# [STORED DATA]
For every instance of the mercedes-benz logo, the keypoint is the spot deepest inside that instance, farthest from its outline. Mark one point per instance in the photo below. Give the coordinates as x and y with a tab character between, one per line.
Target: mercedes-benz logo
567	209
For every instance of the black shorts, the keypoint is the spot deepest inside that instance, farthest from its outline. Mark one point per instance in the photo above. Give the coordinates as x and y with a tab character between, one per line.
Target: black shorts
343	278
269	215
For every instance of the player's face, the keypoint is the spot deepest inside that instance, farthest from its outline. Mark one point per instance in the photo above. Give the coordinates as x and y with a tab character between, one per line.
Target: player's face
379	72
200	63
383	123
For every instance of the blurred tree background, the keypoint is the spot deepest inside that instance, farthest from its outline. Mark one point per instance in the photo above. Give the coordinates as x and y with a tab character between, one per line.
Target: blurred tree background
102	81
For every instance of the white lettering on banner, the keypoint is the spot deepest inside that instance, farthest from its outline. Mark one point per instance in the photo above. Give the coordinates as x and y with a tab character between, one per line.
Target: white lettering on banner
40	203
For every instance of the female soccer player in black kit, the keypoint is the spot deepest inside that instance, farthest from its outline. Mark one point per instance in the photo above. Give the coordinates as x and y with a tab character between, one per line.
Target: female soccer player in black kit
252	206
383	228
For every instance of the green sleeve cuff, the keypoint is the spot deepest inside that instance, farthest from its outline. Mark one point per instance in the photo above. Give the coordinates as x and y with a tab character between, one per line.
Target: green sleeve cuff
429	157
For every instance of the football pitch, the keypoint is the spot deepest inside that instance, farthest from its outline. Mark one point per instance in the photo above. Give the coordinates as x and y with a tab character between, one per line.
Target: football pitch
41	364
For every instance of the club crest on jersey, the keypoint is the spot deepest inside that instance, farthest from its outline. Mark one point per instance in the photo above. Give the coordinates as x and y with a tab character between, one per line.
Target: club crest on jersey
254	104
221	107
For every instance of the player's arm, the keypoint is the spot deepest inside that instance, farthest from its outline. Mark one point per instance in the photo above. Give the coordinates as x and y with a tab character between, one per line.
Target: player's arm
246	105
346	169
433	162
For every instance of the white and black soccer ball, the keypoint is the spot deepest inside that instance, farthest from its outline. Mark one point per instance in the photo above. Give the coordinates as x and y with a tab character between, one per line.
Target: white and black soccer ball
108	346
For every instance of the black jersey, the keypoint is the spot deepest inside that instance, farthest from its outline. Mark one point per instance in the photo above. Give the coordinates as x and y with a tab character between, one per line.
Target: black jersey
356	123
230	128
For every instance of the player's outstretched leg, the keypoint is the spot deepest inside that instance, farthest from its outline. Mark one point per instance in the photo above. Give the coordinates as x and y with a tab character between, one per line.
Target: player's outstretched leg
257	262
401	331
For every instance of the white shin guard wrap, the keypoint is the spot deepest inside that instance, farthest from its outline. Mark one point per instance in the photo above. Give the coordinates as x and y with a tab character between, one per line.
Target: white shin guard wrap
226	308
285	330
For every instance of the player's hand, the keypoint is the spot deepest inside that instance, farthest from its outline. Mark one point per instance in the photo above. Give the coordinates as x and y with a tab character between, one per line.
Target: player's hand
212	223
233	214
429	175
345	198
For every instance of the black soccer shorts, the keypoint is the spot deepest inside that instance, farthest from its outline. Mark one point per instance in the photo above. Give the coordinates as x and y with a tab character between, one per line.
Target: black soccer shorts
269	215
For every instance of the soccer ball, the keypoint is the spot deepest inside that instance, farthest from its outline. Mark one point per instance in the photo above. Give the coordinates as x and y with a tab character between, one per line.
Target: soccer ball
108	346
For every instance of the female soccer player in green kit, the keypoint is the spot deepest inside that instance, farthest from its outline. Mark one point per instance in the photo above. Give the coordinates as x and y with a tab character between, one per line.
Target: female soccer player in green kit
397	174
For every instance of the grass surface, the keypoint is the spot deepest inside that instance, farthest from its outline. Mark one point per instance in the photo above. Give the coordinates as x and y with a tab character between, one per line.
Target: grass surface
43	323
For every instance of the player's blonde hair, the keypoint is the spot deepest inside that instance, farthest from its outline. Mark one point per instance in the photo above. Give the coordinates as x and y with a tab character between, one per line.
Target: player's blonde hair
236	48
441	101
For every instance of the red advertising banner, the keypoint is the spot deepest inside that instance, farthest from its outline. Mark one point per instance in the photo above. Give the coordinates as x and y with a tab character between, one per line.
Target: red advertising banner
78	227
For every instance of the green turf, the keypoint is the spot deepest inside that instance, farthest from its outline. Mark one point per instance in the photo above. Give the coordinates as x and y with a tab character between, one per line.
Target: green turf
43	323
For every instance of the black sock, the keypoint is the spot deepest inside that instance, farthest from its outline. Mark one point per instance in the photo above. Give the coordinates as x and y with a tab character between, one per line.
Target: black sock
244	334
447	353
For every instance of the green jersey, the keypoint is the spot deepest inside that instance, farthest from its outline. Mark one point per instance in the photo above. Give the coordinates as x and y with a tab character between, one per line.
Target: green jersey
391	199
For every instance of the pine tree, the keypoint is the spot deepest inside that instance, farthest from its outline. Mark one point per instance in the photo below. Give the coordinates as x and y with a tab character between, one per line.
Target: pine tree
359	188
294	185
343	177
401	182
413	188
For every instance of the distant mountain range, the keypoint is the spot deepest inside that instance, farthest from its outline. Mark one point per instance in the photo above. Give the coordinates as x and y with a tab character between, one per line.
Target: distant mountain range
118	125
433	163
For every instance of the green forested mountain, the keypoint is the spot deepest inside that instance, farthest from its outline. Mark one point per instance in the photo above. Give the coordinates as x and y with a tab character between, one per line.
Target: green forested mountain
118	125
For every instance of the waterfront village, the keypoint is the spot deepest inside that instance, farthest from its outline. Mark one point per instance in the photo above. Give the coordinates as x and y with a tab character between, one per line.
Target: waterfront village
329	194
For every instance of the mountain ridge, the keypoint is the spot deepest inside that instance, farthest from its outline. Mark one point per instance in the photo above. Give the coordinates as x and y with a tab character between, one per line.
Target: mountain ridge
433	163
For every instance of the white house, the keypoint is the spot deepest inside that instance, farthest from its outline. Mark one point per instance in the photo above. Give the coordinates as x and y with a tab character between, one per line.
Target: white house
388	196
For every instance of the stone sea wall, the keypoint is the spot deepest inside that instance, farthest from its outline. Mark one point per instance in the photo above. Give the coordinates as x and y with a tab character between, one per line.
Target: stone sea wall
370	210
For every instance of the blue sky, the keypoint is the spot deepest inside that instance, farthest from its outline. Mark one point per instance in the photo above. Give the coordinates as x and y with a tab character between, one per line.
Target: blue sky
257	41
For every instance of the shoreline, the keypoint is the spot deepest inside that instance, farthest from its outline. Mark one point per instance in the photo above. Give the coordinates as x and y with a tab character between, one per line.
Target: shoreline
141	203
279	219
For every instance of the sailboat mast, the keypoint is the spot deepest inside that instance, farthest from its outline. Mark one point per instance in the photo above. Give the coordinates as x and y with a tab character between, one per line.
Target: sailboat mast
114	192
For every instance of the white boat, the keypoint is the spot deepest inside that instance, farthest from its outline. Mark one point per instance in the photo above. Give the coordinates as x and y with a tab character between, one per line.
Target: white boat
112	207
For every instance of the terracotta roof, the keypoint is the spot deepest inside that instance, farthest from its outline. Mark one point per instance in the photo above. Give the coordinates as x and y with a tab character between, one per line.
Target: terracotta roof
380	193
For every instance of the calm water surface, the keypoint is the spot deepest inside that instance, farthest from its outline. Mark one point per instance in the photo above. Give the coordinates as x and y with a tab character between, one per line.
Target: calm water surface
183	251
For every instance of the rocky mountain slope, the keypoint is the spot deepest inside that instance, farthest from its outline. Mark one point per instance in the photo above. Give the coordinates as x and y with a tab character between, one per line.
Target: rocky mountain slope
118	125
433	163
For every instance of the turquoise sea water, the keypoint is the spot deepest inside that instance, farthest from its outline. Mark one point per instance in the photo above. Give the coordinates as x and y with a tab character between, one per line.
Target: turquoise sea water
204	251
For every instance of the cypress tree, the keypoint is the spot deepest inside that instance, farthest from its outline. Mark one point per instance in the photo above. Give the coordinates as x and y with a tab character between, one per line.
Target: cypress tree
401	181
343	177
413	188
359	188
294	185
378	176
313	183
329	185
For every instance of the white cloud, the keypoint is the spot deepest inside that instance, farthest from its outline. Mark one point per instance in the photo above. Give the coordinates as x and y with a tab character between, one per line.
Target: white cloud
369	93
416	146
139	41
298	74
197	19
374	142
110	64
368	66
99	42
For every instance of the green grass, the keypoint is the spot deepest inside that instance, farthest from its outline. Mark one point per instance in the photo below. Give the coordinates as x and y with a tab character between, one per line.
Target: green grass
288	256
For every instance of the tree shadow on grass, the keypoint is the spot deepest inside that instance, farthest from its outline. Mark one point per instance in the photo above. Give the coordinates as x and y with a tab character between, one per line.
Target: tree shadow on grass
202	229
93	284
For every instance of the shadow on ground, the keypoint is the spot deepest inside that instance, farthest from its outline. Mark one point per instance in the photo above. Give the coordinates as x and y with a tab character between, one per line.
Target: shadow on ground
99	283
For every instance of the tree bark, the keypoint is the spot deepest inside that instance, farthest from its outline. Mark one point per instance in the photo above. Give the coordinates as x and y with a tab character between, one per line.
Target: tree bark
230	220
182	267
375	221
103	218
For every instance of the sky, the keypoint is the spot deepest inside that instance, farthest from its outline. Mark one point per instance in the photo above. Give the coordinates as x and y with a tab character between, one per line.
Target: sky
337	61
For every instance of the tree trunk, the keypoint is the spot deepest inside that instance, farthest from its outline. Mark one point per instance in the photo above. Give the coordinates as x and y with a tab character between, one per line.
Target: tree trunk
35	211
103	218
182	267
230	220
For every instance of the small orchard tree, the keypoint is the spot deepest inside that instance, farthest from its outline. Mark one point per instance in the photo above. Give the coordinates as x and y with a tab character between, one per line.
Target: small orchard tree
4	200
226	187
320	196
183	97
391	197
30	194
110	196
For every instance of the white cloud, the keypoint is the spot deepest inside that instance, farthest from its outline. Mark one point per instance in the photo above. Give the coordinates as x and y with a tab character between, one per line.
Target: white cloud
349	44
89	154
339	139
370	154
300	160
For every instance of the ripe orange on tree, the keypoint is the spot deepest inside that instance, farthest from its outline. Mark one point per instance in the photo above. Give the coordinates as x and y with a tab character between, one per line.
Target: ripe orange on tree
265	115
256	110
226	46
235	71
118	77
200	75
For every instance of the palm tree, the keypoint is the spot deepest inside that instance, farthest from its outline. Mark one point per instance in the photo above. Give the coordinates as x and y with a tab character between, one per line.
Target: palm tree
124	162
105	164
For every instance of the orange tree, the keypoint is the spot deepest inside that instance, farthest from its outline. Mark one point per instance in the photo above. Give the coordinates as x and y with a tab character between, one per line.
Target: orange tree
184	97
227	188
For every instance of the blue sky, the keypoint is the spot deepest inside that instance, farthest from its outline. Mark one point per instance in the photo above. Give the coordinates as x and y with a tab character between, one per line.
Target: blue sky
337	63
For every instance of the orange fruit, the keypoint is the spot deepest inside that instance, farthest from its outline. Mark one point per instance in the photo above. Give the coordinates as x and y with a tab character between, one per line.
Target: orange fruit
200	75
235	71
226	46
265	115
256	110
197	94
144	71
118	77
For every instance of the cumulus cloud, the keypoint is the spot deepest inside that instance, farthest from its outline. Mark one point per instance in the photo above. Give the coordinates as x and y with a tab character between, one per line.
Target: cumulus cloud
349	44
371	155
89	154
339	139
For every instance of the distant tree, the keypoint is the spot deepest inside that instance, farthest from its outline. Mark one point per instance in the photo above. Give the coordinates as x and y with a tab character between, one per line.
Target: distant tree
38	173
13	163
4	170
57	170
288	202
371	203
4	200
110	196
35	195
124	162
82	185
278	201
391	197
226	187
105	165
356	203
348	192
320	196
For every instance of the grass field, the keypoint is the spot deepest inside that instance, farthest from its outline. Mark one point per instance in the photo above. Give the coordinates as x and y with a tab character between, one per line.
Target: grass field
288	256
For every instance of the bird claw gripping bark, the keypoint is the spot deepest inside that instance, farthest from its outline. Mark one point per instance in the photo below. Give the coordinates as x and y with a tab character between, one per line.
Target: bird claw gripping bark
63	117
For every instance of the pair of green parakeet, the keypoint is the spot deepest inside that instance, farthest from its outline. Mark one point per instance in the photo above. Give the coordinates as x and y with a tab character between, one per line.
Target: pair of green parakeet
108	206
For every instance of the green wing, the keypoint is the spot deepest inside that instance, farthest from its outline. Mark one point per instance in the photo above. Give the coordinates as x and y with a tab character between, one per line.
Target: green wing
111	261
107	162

# [GIVEN INSTRUCTION]
Could you recast the lines of the records from the line with "For every instance of the sky, the" to the line with "Target: sky", both included, as a JSON list of strings, one string per line with blank lines left out?

# [RESPONSE TO THIS EXERCISE]
[
  "For every instance of the sky, the keypoint is the spot deepest inside that instance, farthest from its outline. Mark one point per instance in the photo above. Give the coordinates as x and y with a tab character between, one per line.",
  "Target: sky"
]